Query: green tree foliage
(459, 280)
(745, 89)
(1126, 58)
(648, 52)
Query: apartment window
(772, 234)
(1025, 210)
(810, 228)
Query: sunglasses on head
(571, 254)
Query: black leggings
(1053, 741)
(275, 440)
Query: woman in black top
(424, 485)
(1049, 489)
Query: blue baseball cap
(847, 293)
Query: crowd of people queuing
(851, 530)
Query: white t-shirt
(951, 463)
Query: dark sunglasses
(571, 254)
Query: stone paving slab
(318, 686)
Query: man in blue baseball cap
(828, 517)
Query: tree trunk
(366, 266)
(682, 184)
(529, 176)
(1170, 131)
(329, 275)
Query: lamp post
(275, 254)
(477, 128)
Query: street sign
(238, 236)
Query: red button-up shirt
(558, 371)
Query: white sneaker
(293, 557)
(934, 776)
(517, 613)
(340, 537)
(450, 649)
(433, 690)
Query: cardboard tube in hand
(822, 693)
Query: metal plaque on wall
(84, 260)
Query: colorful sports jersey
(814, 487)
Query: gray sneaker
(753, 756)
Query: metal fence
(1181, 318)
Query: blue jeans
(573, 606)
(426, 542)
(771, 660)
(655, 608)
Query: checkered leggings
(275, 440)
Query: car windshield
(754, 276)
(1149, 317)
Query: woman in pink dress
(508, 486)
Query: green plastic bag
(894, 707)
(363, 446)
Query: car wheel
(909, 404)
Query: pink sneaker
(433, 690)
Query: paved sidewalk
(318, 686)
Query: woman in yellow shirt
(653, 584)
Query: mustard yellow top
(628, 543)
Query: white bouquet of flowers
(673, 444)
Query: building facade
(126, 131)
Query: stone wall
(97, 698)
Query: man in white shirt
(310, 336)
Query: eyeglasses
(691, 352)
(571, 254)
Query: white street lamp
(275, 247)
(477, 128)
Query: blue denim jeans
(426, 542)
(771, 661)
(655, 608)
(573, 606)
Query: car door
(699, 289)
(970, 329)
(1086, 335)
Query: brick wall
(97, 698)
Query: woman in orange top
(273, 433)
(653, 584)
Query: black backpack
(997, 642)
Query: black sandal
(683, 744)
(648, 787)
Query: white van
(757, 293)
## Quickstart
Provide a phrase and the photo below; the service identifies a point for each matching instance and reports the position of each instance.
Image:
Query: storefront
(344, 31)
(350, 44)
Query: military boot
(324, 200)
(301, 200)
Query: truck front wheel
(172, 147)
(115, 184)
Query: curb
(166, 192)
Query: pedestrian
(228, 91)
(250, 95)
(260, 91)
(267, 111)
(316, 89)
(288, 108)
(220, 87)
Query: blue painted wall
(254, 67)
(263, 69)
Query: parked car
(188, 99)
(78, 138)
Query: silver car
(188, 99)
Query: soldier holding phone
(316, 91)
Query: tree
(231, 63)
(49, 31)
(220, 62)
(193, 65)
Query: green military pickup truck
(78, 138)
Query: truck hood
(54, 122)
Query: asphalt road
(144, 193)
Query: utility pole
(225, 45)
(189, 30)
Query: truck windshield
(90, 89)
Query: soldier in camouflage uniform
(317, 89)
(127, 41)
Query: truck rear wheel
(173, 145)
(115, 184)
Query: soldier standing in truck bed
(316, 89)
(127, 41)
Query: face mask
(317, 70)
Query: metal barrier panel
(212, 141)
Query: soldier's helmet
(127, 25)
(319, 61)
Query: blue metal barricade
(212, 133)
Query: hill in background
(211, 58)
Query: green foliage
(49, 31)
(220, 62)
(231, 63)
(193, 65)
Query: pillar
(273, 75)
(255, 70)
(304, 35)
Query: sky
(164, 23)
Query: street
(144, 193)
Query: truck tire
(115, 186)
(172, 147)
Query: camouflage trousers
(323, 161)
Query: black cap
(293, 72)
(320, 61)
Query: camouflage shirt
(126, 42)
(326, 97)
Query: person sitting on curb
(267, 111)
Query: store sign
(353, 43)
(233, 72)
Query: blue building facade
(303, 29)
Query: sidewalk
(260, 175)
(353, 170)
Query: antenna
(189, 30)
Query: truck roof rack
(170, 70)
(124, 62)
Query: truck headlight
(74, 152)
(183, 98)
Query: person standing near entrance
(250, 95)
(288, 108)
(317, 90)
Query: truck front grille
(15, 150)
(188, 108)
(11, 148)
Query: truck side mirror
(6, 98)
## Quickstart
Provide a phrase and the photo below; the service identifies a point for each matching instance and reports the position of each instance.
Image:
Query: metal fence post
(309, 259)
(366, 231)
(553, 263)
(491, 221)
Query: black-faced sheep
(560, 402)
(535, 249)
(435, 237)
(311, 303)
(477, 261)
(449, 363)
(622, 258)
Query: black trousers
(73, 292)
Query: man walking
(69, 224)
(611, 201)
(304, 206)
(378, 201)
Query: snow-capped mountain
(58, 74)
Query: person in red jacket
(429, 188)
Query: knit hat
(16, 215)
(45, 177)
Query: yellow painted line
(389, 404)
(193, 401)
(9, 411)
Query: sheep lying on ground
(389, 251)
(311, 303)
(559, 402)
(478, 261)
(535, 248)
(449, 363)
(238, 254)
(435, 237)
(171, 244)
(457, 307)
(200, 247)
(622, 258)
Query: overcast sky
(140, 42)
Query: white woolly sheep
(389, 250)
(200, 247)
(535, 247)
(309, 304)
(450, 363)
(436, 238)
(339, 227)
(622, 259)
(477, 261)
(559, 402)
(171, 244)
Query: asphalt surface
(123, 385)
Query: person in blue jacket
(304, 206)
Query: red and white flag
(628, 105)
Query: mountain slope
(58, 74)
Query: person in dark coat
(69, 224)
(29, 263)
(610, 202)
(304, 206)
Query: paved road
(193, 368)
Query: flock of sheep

» **Task objective**:
Type out all of the material again, word for word.

» **Response**:
Query: green tree foliage
(459, 280)
(745, 89)
(1126, 58)
(648, 52)
Query: apartment window
(772, 234)
(1025, 210)
(810, 228)
Query: sunglasses on head
(571, 254)
Query: black leggings
(1053, 741)
(275, 440)
Query: woman in black top
(424, 485)
(1049, 489)
Query: blue baseball cap
(847, 293)
Query: crowd of people queuing
(851, 530)
Query: white t-shirt
(951, 463)
Query: dark sunglasses
(571, 254)
Query: stone paving slab
(318, 686)
Query: man in blue baseball cap
(828, 517)
Query: tree trunk
(366, 266)
(682, 184)
(529, 176)
(1170, 131)
(329, 275)
Query: lamp post
(275, 254)
(477, 128)
Query: street sign
(238, 236)
Query: red button-up shirt
(558, 371)
Query: white sneaker
(293, 557)
(934, 776)
(517, 613)
(340, 537)
(450, 649)
(433, 690)
Query: cardboard tube in hand
(822, 693)
Query: metal plaque on wall
(84, 260)
Query: colorful sports jersey
(814, 487)
Query: gray sneaker
(753, 756)
Query: metal fence
(1181, 318)
Query: blue jeans
(573, 606)
(426, 542)
(771, 660)
(655, 608)
Query: checkered leggings
(275, 440)
Query: car windshield
(754, 276)
(1149, 317)
Query: woman in pink dress
(508, 486)
Query: green plastic bag
(894, 707)
(363, 446)
Query: car wheel
(909, 404)
Query: pink sneaker
(433, 690)
Query: paved sidewalk
(318, 686)
Query: woman in yellow shirt
(653, 584)
Query: mustard yellow top
(628, 543)
Query: white bouquet of flowers
(673, 444)
Query: building facade
(126, 131)
Query: stone wall
(97, 698)
Query: man in white shirt
(310, 336)
Query: eyeglasses
(691, 352)
(571, 254)
Query: white street lamp
(275, 247)
(477, 128)
Query: blue denim jeans
(426, 542)
(771, 661)
(655, 608)
(573, 606)
Query: car door
(699, 289)
(970, 329)
(1086, 335)
Query: brick wall
(97, 698)
Query: woman in orange top
(273, 433)
(653, 584)
Query: black backpack
(997, 642)
Query: black sandal
(683, 744)
(648, 787)
Query: white van
(757, 293)
## Quickstart
Provide a phrase and the photo below; the service identifies a point for each matching instance and reports the position of each instance.
Image:
Query: storefront
(344, 31)
(350, 44)
Query: military boot
(324, 200)
(301, 200)
Query: truck front wheel
(172, 147)
(115, 184)
Query: curb
(166, 192)
Query: pedestrian
(228, 91)
(250, 95)
(260, 91)
(267, 111)
(316, 89)
(288, 108)
(220, 87)
Query: blue painted wall
(254, 67)
(263, 69)
Query: parked car
(188, 99)
(78, 138)
Query: silver car
(188, 99)
Query: soldier holding phone
(316, 91)
Query: tree
(231, 63)
(49, 31)
(220, 62)
(193, 65)
Query: green military pickup truck
(78, 138)
Query: truck hood
(54, 122)
Query: asphalt road
(144, 193)
Query: utility pole
(225, 45)
(189, 30)
Query: truck windshield
(90, 89)
Query: soldier in camouflage uniform
(317, 89)
(127, 41)
Query: truck rear wheel
(173, 145)
(115, 184)
Query: soldier standing in truck bed
(316, 89)
(127, 41)
Query: face mask
(317, 70)
Query: metal barrier panel
(212, 141)
Query: soldier's helmet
(127, 25)
(319, 61)
Query: blue metal barricade
(212, 133)
Query: hill in background
(211, 58)
Query: green foliage
(49, 31)
(220, 62)
(231, 63)
(193, 65)
Query: pillar
(273, 75)
(255, 70)
(304, 35)
Query: sky
(164, 23)
Query: street
(144, 193)
Query: truck tire
(115, 186)
(172, 147)
Query: camouflage trousers
(323, 161)
Query: black cap
(293, 72)
(320, 61)
Query: camouflage shirt
(126, 42)
(326, 97)
Query: person sitting on curb
(267, 111)
Query: store sign
(353, 43)
(233, 72)
Query: blue building facade
(303, 29)
Query: sidewalk
(260, 175)
(353, 170)
Query: antenna
(189, 30)
Query: truck roof rack
(170, 70)
(124, 62)
Query: truck headlight
(74, 152)
(183, 98)
Query: person standing near entrance
(250, 95)
(288, 108)
(317, 90)
Query: truck front grille
(15, 150)
(188, 108)
(11, 148)
Query: truck side mirror
(6, 98)
## Quickstart
Provide a phrase and the photo below; the service identifies a point for each matching instance and reports the position of each instance.
Image:
Query: metal fence post
(309, 259)
(366, 231)
(553, 263)
(491, 221)
Query: black-faced sheep
(560, 402)
(535, 249)
(435, 237)
(311, 303)
(477, 261)
(449, 363)
(622, 258)
Query: black trousers
(73, 292)
Query: man walking
(69, 224)
(611, 201)
(304, 206)
(378, 201)
Query: snow-capped mountain
(58, 74)
Query: person in red jacket
(429, 188)
Query: knit hat
(16, 215)
(45, 177)
Query: yellow painted line
(389, 404)
(193, 401)
(9, 411)
Query: sheep lying on ground
(389, 251)
(311, 303)
(559, 402)
(478, 261)
(535, 248)
(449, 363)
(238, 254)
(435, 237)
(171, 244)
(457, 307)
(200, 247)
(622, 258)
Query: overcast sky
(140, 42)
Query: white woolly sheep
(389, 250)
(200, 247)
(535, 247)
(309, 304)
(450, 363)
(436, 238)
(339, 227)
(622, 259)
(477, 261)
(559, 402)
(171, 244)
Query: asphalt surface
(123, 385)
Query: person in blue jacket
(304, 206)
Query: red and white flag
(628, 105)
Query: mountain slope
(58, 74)
Query: person in dark coat
(69, 224)
(29, 263)
(610, 202)
(304, 206)
Query: paved road
(193, 368)
Query: flock of sheep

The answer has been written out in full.